MATERIAL PROVIDED:
※ ※ ※

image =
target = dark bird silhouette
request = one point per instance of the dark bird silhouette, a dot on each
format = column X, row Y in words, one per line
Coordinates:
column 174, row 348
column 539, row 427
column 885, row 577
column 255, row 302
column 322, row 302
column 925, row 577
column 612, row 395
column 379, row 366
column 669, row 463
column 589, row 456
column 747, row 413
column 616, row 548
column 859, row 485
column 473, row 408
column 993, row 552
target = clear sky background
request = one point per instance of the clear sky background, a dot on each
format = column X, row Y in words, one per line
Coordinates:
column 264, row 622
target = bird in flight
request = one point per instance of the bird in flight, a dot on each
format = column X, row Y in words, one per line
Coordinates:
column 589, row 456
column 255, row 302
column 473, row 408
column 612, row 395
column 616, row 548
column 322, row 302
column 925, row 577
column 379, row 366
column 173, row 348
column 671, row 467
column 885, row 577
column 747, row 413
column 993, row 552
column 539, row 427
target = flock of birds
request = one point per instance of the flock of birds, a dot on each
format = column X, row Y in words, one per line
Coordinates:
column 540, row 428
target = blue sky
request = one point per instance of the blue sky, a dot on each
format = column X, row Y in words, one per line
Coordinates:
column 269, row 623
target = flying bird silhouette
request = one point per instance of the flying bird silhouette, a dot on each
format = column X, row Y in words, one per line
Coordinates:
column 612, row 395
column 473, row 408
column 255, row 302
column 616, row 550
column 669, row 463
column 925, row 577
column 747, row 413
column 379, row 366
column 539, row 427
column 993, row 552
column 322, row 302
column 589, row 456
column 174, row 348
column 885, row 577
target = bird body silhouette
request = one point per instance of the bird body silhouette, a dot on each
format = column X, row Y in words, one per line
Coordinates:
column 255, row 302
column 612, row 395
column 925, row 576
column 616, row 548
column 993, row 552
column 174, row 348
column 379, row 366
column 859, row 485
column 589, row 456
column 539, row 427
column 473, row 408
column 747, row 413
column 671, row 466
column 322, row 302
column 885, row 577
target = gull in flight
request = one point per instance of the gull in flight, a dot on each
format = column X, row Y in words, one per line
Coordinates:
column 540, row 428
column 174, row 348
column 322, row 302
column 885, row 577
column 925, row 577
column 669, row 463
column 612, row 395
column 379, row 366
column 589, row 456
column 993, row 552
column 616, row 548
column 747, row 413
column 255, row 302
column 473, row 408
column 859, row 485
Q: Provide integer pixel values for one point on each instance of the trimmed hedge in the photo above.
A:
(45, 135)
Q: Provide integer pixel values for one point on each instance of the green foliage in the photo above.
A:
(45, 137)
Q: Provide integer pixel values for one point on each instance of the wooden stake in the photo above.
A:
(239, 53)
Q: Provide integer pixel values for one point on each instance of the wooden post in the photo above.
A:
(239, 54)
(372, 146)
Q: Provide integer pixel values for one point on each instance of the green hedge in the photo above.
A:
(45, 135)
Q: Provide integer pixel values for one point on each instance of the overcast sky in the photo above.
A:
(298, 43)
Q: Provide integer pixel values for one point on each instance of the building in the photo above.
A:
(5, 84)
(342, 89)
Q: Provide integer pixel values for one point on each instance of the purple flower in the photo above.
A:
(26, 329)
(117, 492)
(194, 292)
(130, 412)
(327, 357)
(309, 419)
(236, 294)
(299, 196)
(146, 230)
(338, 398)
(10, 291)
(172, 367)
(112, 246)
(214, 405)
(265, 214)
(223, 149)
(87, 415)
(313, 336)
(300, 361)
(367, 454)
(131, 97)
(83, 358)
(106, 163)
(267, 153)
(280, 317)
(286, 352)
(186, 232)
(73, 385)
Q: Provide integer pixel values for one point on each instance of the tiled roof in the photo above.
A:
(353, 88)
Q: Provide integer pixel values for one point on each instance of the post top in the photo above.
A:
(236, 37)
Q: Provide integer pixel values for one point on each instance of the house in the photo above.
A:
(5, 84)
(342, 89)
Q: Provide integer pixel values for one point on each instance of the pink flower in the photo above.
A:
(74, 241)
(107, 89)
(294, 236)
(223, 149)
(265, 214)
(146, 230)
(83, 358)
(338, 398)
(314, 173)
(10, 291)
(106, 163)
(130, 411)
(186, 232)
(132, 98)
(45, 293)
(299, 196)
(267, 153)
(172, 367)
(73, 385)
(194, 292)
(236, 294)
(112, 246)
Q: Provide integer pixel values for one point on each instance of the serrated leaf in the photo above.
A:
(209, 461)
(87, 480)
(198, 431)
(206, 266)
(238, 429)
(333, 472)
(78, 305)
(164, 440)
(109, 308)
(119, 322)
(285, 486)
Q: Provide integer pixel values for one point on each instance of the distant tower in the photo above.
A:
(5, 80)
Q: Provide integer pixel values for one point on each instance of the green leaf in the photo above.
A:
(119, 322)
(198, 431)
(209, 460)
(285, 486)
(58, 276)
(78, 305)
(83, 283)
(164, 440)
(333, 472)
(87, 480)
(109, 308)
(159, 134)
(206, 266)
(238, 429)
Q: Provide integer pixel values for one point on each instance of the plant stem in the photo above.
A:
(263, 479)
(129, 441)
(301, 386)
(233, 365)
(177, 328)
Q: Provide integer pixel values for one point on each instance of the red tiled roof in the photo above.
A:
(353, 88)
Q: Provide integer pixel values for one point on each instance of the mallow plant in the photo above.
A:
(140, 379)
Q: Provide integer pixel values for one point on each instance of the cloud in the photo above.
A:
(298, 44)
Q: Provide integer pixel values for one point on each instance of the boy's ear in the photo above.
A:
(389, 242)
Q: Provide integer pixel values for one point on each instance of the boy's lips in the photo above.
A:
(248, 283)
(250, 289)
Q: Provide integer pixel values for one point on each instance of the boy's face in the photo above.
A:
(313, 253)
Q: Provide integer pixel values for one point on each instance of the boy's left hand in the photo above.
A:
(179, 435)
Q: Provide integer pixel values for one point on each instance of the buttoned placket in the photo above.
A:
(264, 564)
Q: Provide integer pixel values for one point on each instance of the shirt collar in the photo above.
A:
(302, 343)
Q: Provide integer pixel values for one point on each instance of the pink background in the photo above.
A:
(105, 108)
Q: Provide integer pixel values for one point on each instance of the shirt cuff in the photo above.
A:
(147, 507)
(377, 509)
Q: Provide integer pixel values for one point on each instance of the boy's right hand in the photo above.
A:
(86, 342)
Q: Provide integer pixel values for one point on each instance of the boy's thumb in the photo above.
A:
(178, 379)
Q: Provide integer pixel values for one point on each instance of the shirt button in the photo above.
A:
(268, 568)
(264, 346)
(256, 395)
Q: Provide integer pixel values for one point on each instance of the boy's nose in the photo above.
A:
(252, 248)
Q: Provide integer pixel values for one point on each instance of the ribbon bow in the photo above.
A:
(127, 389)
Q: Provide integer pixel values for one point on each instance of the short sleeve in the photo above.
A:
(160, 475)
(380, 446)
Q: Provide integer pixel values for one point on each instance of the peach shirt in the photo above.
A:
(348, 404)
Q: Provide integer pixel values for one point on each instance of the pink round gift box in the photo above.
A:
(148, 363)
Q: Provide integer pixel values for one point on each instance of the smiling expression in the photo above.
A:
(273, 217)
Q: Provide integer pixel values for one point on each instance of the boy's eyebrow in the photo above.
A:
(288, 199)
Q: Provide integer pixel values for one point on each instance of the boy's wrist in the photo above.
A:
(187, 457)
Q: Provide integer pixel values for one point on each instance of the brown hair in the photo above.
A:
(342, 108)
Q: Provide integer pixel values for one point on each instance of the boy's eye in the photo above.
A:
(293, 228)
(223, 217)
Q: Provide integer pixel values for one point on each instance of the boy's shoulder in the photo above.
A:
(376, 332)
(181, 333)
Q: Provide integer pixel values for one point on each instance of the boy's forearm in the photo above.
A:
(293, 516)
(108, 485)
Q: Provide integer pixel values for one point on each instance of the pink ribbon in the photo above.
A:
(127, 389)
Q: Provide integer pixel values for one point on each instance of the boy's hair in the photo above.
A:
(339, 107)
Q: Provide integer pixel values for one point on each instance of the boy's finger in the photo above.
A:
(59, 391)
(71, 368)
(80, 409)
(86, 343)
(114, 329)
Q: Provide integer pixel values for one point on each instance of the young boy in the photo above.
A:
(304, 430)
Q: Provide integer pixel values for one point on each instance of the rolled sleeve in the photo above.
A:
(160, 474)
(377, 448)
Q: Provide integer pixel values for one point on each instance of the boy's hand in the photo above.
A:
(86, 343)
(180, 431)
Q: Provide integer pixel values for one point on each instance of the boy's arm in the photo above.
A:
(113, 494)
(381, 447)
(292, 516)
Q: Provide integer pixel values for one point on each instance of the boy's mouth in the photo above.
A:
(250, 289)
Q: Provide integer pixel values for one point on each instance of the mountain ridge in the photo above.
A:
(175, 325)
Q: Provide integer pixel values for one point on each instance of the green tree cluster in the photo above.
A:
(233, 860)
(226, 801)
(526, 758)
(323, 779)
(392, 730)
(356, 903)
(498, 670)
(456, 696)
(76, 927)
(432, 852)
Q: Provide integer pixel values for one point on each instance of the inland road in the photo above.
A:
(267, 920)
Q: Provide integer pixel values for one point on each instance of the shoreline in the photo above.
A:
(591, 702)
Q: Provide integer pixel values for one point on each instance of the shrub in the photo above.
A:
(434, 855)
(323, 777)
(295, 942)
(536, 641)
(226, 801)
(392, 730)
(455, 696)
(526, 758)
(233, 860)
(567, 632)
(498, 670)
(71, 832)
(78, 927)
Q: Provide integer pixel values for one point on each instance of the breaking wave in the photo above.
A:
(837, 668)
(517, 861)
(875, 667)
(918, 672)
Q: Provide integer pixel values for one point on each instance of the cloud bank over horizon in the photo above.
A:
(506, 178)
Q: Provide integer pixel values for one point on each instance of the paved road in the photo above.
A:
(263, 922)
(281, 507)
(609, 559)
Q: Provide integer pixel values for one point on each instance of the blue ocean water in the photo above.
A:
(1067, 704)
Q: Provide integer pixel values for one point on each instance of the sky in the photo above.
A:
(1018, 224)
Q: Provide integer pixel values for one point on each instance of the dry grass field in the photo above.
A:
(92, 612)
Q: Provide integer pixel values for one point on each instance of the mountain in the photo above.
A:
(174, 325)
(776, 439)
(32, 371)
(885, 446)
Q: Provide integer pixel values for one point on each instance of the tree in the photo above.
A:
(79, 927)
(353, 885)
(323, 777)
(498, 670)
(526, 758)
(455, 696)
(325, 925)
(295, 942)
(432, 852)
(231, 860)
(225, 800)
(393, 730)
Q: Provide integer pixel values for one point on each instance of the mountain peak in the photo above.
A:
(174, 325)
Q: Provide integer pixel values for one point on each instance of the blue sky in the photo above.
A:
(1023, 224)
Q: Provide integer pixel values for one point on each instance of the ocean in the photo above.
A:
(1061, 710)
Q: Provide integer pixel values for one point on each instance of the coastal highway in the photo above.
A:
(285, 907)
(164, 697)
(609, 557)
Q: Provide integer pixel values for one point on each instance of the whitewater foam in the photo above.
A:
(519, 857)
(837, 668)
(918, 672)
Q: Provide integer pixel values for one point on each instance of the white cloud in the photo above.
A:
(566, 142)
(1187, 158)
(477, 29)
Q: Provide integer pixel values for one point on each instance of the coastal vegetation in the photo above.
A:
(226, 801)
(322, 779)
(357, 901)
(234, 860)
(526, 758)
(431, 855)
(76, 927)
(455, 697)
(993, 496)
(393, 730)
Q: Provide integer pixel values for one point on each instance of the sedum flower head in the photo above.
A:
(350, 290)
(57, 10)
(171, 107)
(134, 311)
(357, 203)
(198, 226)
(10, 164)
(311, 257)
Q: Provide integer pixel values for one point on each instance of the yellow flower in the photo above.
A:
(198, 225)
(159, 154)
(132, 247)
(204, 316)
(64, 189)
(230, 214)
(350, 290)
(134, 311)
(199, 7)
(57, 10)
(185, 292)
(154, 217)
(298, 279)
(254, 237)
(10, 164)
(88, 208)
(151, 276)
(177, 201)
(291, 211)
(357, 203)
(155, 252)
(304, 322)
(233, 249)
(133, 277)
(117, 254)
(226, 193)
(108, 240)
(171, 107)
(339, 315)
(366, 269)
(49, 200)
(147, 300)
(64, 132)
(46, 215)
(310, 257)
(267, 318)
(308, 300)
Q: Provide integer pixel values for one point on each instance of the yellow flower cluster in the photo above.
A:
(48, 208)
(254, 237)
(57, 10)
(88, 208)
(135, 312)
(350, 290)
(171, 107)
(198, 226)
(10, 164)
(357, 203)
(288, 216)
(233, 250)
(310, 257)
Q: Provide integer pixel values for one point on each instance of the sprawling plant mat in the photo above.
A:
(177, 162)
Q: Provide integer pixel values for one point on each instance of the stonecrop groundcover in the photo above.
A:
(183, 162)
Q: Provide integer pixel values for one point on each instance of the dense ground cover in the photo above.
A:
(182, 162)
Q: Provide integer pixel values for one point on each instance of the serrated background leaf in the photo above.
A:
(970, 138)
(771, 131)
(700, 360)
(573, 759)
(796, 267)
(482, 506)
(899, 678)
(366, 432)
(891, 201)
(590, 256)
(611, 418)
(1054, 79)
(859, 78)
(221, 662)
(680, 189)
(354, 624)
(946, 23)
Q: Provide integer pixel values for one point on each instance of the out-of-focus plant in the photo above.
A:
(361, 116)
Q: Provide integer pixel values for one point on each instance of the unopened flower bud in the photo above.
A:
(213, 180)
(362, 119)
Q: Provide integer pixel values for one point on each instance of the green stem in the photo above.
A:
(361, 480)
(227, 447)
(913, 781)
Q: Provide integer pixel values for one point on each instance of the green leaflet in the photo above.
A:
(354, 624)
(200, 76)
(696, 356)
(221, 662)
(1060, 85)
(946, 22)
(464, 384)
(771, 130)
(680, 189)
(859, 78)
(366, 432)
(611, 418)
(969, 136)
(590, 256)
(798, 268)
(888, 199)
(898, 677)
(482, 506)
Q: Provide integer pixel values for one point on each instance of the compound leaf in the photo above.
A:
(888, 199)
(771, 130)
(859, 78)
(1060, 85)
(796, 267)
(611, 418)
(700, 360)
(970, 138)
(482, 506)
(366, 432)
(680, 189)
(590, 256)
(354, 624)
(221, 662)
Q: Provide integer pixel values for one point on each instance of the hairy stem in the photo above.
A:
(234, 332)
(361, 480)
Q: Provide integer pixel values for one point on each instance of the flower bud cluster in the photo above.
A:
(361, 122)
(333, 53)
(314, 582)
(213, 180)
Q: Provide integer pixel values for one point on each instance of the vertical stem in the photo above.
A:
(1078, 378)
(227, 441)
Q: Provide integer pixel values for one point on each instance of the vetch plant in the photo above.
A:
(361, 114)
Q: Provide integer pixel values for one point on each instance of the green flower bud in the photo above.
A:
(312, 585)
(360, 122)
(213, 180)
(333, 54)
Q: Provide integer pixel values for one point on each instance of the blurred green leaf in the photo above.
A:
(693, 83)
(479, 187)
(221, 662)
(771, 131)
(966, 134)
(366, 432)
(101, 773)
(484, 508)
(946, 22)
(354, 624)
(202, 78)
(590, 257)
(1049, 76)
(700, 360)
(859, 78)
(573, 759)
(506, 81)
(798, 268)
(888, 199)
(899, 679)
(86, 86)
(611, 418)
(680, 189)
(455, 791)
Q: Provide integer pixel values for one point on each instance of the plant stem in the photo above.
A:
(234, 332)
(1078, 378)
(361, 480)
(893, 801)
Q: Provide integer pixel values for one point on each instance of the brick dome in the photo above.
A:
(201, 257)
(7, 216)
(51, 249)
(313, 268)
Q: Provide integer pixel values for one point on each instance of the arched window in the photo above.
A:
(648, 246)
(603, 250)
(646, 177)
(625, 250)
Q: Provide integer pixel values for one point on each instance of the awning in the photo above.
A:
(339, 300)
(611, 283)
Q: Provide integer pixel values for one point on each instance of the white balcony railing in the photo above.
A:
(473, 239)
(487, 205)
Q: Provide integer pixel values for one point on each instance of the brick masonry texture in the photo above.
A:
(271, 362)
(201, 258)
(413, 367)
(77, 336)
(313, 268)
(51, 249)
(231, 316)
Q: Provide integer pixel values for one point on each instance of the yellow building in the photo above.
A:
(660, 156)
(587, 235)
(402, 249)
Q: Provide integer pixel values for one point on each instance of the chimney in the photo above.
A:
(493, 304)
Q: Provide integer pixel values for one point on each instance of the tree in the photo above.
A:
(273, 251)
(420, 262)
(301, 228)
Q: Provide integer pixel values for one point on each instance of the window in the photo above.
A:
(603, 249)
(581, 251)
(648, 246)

※ ※ ※

WHAT YOU NEED TO DO:
Format the stretch from the start of the records through the line containing "column 264, row 622", inclusive, as a JSON list of strings with one string per line, omitting any blank lines.

SOLUTION FOR THIS TASK:
[
  "image =",
  "target = dark bird silhouette",
  "request = one point per instance of the dark bird silhouette, a dot on each",
  "format = column X, row Y in words, one per line",
  "Coordinates:",
  "column 174, row 348",
  "column 539, row 427",
  "column 885, row 577",
  "column 255, row 302",
  "column 322, row 302",
  "column 925, row 577",
  "column 612, row 395",
  "column 379, row 366",
  "column 669, row 463",
  "column 589, row 456",
  "column 747, row 413",
  "column 616, row 548",
  "column 859, row 485",
  "column 473, row 408",
  "column 993, row 552",
  "target = clear sky background",
  "request = one point per instance of the clear sky background, a dot on each",
  "format = column X, row Y in words, one per line",
  "Coordinates:",
  "column 264, row 622"
]